▸ WHAT TO PRODUCE:
Keep every line in which "below" occurs and drop the rest of the data.

Dataset entries
━━━━━━━━━━
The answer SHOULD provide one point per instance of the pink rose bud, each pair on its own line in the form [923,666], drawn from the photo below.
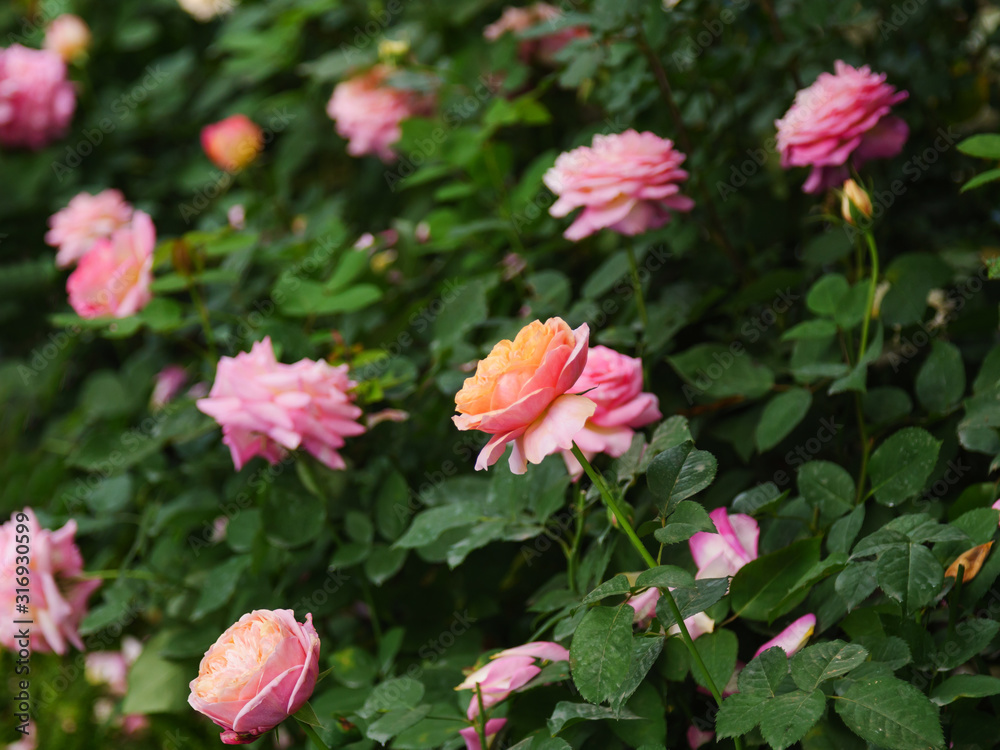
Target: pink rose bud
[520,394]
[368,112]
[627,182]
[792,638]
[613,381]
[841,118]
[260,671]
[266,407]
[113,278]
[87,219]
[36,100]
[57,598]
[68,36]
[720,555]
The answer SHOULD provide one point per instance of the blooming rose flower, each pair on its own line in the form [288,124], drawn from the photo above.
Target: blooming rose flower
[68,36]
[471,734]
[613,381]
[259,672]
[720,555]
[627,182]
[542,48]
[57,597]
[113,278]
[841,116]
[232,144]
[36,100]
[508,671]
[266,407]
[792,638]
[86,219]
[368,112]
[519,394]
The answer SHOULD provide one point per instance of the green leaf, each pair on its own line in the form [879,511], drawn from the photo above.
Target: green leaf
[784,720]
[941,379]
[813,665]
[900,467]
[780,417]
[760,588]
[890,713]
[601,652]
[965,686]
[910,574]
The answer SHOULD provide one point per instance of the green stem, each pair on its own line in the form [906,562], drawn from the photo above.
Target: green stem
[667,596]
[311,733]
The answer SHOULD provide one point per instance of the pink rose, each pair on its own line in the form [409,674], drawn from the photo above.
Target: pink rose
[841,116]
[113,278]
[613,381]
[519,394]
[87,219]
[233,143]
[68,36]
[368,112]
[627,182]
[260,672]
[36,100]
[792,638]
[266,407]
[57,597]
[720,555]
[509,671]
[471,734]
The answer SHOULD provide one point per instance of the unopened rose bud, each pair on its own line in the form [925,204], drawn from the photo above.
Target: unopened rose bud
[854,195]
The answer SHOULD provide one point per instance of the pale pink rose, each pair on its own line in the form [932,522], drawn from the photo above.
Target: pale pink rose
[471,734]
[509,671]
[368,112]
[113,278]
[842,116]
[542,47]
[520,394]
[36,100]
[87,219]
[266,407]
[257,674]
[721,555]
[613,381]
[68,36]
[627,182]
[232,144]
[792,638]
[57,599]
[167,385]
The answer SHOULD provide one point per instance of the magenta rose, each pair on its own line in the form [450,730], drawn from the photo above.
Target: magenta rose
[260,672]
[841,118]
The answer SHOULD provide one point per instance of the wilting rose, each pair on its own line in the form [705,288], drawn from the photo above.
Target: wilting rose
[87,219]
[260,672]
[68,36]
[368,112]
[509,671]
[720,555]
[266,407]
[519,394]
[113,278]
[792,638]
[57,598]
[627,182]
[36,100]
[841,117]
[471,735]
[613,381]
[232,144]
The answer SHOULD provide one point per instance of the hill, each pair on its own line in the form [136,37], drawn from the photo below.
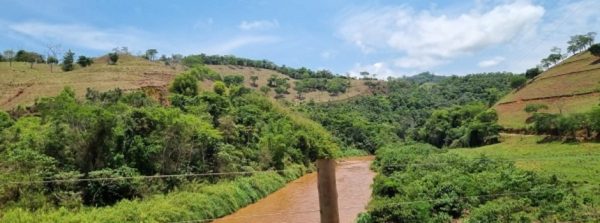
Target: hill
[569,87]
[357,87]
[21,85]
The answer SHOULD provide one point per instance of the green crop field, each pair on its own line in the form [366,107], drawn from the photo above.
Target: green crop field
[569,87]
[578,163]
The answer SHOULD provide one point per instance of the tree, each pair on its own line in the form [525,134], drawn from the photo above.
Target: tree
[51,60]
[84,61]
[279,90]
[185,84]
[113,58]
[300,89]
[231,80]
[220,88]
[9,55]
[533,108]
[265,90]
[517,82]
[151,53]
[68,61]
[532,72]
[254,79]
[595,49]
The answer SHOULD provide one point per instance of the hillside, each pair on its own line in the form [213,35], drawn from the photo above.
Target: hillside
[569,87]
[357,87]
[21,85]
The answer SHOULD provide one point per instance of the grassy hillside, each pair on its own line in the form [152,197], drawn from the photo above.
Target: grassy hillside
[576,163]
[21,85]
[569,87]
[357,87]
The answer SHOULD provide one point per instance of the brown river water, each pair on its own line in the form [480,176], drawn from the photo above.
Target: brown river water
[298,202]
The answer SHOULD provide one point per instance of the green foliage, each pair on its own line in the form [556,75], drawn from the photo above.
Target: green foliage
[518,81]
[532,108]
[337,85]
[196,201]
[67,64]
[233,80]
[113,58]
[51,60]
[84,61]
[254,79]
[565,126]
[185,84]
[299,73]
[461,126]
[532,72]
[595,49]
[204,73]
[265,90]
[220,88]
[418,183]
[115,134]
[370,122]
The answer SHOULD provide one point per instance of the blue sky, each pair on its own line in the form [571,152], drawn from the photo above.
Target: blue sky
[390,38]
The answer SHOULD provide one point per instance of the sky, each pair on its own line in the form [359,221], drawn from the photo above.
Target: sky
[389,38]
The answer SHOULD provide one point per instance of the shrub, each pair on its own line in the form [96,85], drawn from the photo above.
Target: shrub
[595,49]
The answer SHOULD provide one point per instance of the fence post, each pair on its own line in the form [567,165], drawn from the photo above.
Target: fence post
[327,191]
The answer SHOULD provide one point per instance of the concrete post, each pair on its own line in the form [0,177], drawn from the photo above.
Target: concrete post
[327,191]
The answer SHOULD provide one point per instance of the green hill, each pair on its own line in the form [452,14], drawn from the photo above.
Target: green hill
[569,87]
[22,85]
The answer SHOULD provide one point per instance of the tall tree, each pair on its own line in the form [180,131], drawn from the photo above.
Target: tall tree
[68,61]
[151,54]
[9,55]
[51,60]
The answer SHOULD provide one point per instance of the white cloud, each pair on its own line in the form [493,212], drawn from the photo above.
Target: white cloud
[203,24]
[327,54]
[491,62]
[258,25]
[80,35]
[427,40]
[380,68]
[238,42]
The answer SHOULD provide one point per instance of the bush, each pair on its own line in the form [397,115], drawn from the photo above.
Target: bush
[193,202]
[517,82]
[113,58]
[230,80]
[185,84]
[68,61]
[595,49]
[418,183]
━━━━━━━━━━
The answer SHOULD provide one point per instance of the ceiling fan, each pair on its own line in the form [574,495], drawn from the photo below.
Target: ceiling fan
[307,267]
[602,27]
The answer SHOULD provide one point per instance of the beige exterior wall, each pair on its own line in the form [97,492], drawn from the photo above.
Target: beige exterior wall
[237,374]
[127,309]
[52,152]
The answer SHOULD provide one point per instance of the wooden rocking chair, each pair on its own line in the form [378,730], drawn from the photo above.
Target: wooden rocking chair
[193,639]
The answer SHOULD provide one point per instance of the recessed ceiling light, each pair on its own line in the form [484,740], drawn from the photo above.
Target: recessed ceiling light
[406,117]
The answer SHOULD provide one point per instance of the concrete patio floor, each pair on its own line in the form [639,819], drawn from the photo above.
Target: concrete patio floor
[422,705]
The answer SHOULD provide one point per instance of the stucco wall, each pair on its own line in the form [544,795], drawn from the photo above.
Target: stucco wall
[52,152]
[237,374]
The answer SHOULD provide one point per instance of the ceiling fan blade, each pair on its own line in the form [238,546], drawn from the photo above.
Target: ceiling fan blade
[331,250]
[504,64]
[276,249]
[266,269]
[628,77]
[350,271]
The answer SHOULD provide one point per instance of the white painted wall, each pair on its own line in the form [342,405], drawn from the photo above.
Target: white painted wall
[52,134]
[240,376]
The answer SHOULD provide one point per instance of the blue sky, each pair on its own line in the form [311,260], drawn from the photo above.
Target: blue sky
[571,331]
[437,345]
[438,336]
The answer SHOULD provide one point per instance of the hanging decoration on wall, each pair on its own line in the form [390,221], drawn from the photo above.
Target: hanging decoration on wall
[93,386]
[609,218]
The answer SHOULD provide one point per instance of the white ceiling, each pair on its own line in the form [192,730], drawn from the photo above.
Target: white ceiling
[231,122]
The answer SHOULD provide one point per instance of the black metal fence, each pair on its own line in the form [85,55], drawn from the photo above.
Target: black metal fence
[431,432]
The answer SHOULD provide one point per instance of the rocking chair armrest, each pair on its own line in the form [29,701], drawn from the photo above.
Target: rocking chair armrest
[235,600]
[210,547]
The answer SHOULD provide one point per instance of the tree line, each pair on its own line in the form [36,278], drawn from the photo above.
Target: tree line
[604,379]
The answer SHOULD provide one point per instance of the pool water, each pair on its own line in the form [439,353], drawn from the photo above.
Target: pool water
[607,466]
━━━━━━━━━━
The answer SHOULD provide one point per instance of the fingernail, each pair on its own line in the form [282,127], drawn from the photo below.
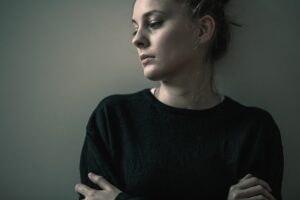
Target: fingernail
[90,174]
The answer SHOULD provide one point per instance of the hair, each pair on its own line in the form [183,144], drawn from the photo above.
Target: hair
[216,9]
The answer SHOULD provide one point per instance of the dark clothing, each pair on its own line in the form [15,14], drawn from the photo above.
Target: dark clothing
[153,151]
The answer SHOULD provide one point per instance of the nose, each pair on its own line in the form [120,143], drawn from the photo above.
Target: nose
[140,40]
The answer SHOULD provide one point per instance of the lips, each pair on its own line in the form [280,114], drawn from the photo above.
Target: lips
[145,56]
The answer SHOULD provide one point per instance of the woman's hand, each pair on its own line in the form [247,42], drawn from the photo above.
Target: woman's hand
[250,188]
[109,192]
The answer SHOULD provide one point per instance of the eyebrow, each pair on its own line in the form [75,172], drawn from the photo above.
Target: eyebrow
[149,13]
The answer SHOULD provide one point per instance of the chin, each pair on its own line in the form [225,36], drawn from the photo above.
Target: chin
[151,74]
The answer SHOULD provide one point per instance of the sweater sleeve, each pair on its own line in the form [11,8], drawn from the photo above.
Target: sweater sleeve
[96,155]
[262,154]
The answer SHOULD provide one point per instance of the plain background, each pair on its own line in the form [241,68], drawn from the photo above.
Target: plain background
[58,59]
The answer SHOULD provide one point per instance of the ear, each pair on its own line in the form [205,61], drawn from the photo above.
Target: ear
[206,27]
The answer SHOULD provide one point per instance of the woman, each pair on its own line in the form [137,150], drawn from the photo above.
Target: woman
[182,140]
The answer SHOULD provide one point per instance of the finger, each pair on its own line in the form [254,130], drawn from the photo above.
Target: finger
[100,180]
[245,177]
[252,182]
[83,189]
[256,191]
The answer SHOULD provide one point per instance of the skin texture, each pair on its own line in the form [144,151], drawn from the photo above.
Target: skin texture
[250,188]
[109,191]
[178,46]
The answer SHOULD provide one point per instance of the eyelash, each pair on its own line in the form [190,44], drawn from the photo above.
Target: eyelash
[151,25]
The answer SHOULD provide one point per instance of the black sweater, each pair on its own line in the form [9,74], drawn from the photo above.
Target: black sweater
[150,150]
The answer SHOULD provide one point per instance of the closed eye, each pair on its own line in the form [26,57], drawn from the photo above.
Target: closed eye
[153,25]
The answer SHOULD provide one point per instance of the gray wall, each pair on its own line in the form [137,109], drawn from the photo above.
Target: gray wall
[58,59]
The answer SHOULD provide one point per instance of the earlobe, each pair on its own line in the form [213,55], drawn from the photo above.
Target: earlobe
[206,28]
━━━━━━━━━━
▸ SOLVED EXERCISE:
The answer SHOULD provide one point per instance of the pink rose bud, each pair on its own line in the form [923,666], drawn from the photo below.
The answer SHOULD provide one point per instance of the hill, each pair on its own line in the form [136,37], drawn from the photo below.
The answer SHOULD provide one point per instance of the ceiling fan, each pair on its own line in the form [574,495], drawn from the photo below.
The answer SHOULD provide one point per instance of the fingernail, each pair on its own line in the form [282,127], drawn from the photo below.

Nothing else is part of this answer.